◆ LISTING
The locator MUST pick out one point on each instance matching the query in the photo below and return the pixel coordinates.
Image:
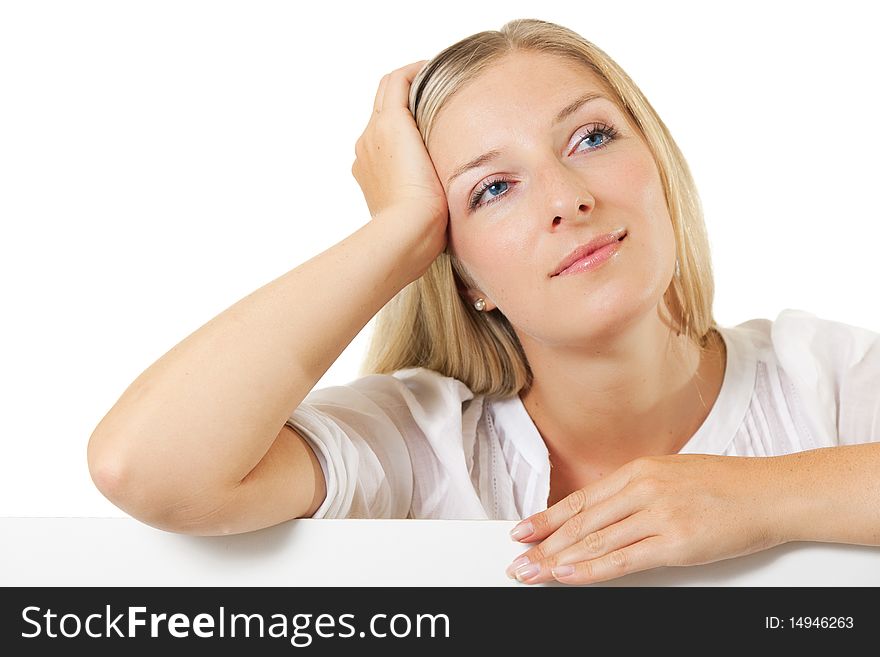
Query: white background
(161, 160)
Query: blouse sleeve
(363, 434)
(839, 364)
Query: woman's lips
(594, 260)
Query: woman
(545, 348)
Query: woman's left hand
(674, 510)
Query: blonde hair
(429, 324)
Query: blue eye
(608, 131)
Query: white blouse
(417, 444)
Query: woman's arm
(198, 420)
(830, 494)
(688, 509)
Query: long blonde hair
(430, 324)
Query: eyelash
(608, 130)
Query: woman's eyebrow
(488, 156)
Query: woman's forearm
(200, 418)
(830, 494)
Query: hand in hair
(392, 164)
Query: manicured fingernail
(517, 563)
(521, 531)
(527, 571)
(562, 571)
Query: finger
(539, 526)
(535, 565)
(593, 531)
(395, 90)
(643, 555)
(377, 101)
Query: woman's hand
(675, 510)
(392, 165)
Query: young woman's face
(554, 187)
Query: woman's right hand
(392, 165)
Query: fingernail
(521, 531)
(562, 571)
(527, 571)
(517, 563)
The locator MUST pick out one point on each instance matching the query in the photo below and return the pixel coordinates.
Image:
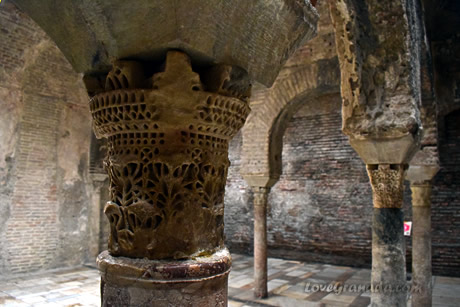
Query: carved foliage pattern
(167, 155)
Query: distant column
(260, 241)
(420, 178)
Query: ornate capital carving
(387, 184)
(167, 158)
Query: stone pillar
(167, 163)
(95, 186)
(388, 245)
(260, 241)
(420, 177)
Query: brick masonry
(45, 130)
(320, 210)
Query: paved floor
(287, 285)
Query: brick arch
(271, 111)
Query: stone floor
(287, 286)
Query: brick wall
(446, 199)
(321, 208)
(45, 130)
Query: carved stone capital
(387, 184)
(167, 158)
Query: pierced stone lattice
(167, 155)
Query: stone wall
(446, 199)
(45, 132)
(320, 210)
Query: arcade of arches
(346, 126)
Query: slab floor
(287, 285)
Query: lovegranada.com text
(339, 288)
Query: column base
(202, 281)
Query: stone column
(420, 180)
(388, 245)
(260, 241)
(95, 186)
(167, 163)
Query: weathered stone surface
(260, 241)
(378, 45)
(141, 282)
(388, 258)
(311, 72)
(421, 244)
(387, 184)
(167, 155)
(44, 131)
(256, 35)
(421, 173)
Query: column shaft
(421, 245)
(388, 246)
(168, 129)
(260, 242)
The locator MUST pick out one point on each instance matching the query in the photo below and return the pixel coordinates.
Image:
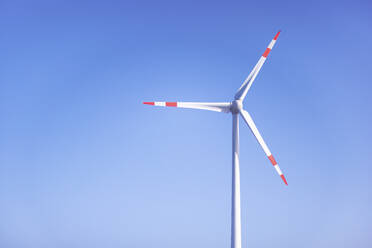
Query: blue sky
(84, 164)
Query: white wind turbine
(235, 108)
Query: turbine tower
(235, 108)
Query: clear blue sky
(84, 164)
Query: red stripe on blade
(277, 35)
(267, 51)
(272, 160)
(285, 181)
(171, 104)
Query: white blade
(242, 92)
(212, 106)
(248, 119)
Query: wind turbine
(235, 108)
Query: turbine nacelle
(236, 106)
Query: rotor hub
(236, 106)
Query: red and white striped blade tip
(149, 103)
(277, 35)
(285, 181)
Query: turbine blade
(242, 91)
(212, 106)
(248, 119)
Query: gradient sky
(84, 164)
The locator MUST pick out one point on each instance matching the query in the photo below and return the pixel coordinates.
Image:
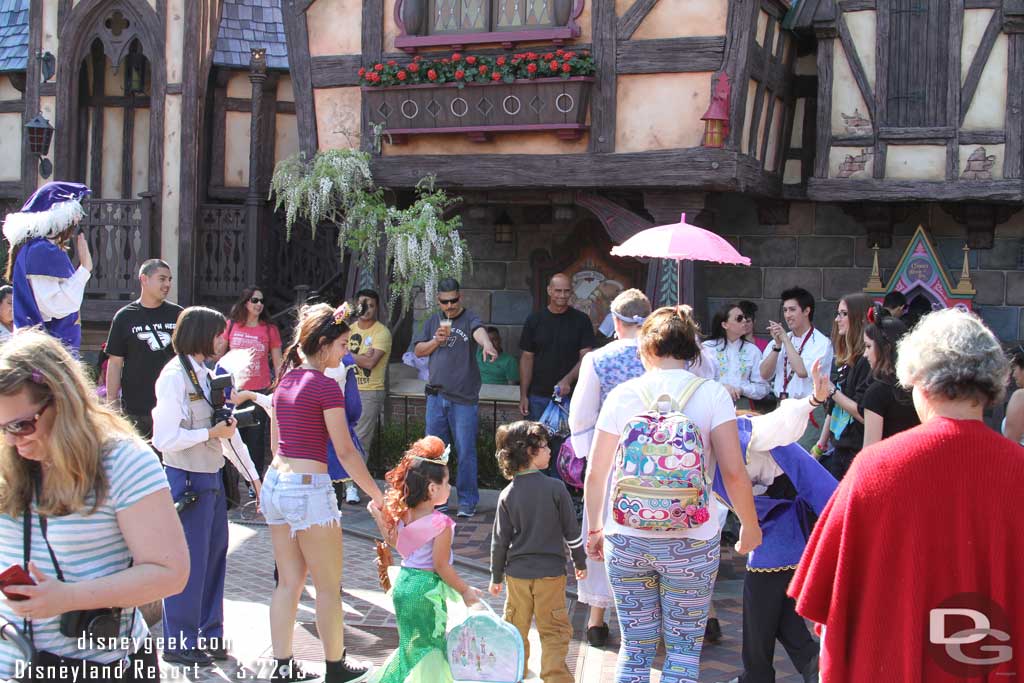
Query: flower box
(480, 110)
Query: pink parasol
(680, 242)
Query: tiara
(442, 460)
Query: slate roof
(246, 24)
(13, 35)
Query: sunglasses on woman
(26, 426)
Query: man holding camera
(196, 437)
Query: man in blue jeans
(454, 388)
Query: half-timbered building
(807, 133)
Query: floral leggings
(663, 589)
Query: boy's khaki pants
(545, 599)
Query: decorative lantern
(40, 133)
(503, 228)
(717, 117)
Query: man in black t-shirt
(554, 340)
(139, 346)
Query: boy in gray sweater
(535, 521)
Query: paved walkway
(370, 627)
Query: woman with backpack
(660, 436)
(249, 326)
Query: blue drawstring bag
(556, 416)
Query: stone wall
(825, 251)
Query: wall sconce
(47, 65)
(503, 228)
(40, 133)
(717, 117)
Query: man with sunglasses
(139, 346)
(454, 388)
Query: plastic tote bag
(556, 416)
(485, 648)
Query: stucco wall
(337, 117)
(237, 150)
(660, 111)
(335, 27)
(825, 251)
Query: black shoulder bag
(86, 625)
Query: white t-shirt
(708, 408)
(817, 346)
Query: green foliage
(394, 437)
(336, 186)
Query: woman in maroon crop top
(298, 500)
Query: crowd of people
(853, 462)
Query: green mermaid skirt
(422, 616)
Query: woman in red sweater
(926, 522)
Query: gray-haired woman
(932, 508)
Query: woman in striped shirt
(298, 500)
(69, 460)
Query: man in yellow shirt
(370, 344)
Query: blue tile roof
(13, 35)
(246, 24)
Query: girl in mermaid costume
(423, 538)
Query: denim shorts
(300, 501)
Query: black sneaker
(188, 658)
(597, 636)
(292, 673)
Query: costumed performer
(792, 488)
(48, 290)
(426, 581)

◆ BRIEF
Return, word for word, each line from the line that contains "Query: blue drawstring bag" to the end of the listing above; include both end lines and nothing else.

◆ COMPLETE ANSWER
Query: blue drawstring bag
(556, 416)
Query: stone wall
(825, 251)
Query: wall sconce
(47, 65)
(503, 228)
(40, 133)
(717, 117)
Query: man with sunglasses
(139, 346)
(454, 388)
Query: plastic tote bag
(556, 416)
(485, 648)
Query: stucco wall
(337, 117)
(237, 150)
(660, 111)
(335, 27)
(825, 251)
Query: black shoulder bag
(86, 625)
Query: white t-shirt
(708, 408)
(817, 346)
Query: green foliage
(394, 437)
(336, 186)
Query: woman in maroon crop top
(298, 500)
Query: crowd of people
(853, 462)
Query: green mermaid skirt
(422, 616)
Query: woman in red sweater
(926, 522)
Query: gray-haired woman
(932, 508)
Query: woman in striped shirt
(298, 500)
(69, 460)
Query: man in yellow shirt
(370, 344)
Query: blue tile roof
(13, 35)
(246, 24)
Query: girl in mermaid costume
(423, 538)
Query: denim shorts
(300, 501)
Query: black sneaker
(188, 658)
(597, 636)
(292, 673)
Query: costumed performer
(792, 488)
(48, 290)
(426, 581)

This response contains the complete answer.